Task details:
Your task is to repeat all of the data exactly while excluding the pictures.
[Start of section]
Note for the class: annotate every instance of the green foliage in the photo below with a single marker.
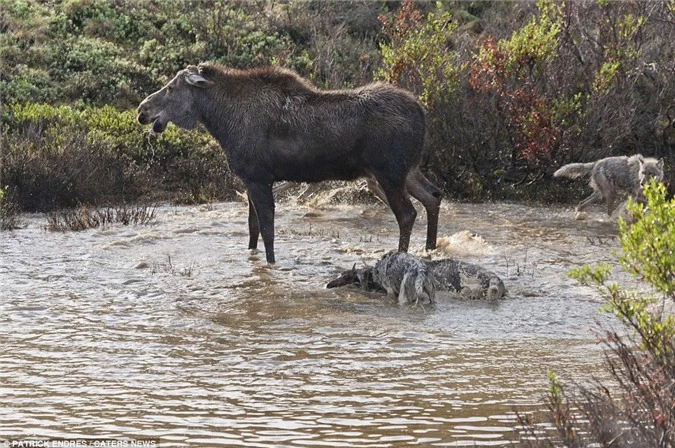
(641, 363)
(9, 211)
(62, 156)
(649, 242)
(417, 55)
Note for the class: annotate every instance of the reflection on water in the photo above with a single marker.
(175, 331)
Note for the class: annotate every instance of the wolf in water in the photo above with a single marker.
(613, 174)
(465, 279)
(397, 273)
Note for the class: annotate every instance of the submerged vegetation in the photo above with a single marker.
(83, 218)
(512, 89)
(636, 409)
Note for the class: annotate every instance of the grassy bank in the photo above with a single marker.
(56, 157)
(513, 90)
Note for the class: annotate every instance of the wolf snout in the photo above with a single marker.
(143, 118)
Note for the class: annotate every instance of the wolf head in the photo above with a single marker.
(360, 277)
(650, 168)
(495, 289)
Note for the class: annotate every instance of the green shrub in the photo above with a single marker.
(636, 409)
(60, 157)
[End of section]
Answer section:
Note for the class: annotate every instance of the green foliage in the photo below with a single marker.
(641, 363)
(9, 211)
(62, 156)
(649, 242)
(417, 55)
Note for the class: annotate every instance of the reflection on water in the photo above with a single marker.
(175, 331)
Note for the class: annotate every instance of the wolf in water in the photo above with a single marker.
(613, 174)
(465, 279)
(397, 273)
Note for the class: annotate every instance of the submerged vegetation in the photo above with a single marker.
(83, 218)
(512, 89)
(636, 409)
Note for the class: annotate every instance of the grassy bank in the photo above with a single marker.
(56, 157)
(513, 90)
Note for the class: annotate every instance of the wolf snout in the photo above with a single marker.
(143, 118)
Note for the class: annotate every instance of the wolf head in the photo above with a single marker.
(360, 277)
(650, 168)
(495, 289)
Note for the class: annotate every instance of the green shrub in the photo above with a single marker.
(636, 409)
(60, 157)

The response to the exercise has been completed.